• Work order
In the entries below, find each line where the word "white" appears and give only the total count of such lines.

# # # #

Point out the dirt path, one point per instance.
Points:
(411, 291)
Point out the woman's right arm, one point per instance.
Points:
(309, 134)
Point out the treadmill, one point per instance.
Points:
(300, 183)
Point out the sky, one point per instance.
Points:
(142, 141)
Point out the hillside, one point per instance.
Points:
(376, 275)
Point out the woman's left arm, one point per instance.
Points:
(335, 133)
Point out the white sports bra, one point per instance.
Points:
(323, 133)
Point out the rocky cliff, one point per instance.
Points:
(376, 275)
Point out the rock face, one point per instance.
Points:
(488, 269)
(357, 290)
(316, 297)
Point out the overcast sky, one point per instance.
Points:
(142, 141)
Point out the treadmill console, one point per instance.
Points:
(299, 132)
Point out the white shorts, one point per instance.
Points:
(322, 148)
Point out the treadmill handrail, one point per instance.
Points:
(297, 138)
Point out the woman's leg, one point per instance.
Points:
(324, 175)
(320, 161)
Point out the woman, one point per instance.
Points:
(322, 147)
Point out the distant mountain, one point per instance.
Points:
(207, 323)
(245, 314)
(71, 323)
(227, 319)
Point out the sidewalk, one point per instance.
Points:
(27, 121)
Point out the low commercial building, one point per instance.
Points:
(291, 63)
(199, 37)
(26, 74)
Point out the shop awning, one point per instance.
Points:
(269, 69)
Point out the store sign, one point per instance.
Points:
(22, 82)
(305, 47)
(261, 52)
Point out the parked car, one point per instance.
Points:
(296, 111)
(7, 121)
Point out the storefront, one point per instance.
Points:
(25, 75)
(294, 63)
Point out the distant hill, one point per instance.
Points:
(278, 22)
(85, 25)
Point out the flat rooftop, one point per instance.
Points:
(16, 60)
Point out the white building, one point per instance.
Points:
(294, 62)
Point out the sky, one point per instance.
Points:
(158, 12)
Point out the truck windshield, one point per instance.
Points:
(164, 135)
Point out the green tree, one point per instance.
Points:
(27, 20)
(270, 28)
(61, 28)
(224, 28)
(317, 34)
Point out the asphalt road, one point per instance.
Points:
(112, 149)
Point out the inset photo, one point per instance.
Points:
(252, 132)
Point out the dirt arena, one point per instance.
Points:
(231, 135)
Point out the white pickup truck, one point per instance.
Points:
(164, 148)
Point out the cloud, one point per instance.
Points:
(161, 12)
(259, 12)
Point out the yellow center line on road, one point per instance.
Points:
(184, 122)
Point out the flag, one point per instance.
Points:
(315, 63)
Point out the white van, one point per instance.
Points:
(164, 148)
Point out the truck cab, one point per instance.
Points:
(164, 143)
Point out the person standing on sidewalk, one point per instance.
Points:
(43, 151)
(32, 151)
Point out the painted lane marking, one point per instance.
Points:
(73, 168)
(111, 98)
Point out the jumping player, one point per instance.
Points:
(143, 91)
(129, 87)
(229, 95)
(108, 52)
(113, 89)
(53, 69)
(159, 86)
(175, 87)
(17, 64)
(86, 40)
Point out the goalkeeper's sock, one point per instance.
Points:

# # # #

• Answer to this problem
5